» Problem
Count the lines in the rows below that contain the string "return", matching case exactly. Reply with the number alone.

-- START Records for the exercise --

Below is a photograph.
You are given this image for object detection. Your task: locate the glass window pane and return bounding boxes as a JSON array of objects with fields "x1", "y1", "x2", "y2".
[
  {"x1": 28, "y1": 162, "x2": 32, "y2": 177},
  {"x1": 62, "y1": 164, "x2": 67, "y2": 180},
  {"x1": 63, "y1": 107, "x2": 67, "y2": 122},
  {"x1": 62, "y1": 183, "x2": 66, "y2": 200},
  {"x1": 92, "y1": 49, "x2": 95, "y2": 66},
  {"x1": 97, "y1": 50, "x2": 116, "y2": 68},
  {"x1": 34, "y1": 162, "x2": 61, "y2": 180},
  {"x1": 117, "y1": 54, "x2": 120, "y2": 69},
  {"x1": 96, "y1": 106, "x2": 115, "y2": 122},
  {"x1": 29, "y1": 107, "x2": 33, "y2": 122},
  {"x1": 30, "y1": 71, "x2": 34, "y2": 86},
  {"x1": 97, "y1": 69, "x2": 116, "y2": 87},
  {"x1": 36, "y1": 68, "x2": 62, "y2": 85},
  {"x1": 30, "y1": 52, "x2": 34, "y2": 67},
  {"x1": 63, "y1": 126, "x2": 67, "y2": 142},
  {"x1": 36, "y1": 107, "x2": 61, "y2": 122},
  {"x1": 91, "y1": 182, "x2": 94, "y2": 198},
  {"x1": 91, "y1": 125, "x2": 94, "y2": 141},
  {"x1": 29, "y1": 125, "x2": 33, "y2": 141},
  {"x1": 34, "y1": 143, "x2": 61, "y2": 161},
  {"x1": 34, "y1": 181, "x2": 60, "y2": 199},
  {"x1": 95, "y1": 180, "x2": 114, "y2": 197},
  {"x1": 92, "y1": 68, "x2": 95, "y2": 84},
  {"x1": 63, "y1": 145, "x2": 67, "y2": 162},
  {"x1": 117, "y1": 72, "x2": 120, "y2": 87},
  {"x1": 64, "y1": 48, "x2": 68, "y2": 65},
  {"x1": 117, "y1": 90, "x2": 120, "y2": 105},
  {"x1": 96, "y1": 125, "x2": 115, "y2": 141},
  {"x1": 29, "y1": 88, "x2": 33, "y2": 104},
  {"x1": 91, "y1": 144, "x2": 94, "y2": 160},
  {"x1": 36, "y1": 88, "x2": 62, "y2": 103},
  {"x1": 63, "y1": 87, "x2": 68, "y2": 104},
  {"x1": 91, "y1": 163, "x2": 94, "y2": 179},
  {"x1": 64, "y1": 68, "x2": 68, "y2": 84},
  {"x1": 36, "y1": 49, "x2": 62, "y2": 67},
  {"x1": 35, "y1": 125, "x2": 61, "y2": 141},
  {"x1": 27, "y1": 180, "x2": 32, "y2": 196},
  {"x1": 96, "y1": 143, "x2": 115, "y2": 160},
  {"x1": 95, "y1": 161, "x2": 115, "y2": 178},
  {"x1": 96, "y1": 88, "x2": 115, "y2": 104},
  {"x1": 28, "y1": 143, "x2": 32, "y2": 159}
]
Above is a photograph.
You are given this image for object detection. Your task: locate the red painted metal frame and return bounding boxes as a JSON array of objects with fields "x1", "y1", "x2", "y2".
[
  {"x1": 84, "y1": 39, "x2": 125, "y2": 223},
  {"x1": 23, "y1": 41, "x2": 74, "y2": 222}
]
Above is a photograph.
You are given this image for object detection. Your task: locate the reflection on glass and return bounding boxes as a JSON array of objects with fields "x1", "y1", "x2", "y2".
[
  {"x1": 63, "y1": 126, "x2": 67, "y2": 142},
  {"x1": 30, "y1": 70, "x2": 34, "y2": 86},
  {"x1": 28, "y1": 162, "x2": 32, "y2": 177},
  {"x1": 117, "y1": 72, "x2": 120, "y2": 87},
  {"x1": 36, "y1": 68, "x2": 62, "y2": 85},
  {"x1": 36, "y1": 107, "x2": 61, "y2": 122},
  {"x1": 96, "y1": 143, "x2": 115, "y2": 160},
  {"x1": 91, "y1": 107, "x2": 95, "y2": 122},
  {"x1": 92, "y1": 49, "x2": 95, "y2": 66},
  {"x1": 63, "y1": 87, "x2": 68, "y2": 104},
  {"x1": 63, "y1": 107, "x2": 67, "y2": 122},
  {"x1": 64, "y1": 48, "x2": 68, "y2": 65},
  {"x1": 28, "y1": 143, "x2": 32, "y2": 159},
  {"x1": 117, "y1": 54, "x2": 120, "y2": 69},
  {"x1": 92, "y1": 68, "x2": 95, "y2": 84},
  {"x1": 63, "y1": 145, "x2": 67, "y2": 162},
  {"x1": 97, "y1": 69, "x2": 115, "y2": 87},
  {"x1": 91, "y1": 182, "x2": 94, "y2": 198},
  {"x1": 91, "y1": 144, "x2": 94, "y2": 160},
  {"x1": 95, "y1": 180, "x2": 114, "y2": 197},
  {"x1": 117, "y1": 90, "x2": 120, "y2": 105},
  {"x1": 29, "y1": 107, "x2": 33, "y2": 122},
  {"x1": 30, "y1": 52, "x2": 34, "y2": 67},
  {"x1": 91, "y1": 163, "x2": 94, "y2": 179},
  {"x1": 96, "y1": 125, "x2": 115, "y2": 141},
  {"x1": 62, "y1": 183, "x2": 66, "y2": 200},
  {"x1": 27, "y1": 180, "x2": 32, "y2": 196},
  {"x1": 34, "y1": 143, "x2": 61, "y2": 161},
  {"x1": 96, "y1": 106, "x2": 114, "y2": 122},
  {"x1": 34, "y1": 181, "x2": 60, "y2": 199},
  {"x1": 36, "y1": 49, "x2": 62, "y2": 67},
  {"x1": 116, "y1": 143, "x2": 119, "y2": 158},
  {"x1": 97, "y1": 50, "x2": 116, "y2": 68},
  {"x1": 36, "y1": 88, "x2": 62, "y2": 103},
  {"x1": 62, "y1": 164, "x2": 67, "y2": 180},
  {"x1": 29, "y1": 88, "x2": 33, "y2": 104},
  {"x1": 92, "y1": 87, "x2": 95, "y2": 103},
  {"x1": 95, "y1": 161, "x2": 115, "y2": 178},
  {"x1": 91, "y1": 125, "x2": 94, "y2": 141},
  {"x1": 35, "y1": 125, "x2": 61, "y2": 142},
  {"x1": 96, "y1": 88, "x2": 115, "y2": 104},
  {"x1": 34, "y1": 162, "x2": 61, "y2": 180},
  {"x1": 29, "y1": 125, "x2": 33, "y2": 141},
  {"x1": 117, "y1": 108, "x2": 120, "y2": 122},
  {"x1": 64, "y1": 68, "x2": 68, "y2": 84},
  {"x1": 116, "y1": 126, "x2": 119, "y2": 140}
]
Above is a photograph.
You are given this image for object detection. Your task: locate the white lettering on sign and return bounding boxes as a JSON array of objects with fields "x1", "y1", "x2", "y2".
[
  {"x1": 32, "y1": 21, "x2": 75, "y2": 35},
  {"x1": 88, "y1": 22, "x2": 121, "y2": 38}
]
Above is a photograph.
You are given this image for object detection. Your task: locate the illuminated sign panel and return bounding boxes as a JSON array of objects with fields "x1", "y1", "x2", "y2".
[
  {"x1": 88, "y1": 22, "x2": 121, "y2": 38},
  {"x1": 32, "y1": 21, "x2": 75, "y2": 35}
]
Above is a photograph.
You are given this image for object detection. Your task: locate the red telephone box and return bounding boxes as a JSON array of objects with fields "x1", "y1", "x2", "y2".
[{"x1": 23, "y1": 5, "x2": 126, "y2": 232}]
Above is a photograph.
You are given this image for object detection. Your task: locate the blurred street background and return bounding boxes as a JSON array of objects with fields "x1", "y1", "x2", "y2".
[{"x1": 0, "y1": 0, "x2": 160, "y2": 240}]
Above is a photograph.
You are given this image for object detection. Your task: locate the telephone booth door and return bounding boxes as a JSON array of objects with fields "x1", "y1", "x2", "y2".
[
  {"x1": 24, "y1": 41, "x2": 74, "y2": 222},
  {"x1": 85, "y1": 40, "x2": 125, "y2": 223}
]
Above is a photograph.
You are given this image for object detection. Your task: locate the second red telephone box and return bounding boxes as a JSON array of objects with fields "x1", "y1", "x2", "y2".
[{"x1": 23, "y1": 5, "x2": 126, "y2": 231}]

-- END Records for the exercise --

» Result of the task
9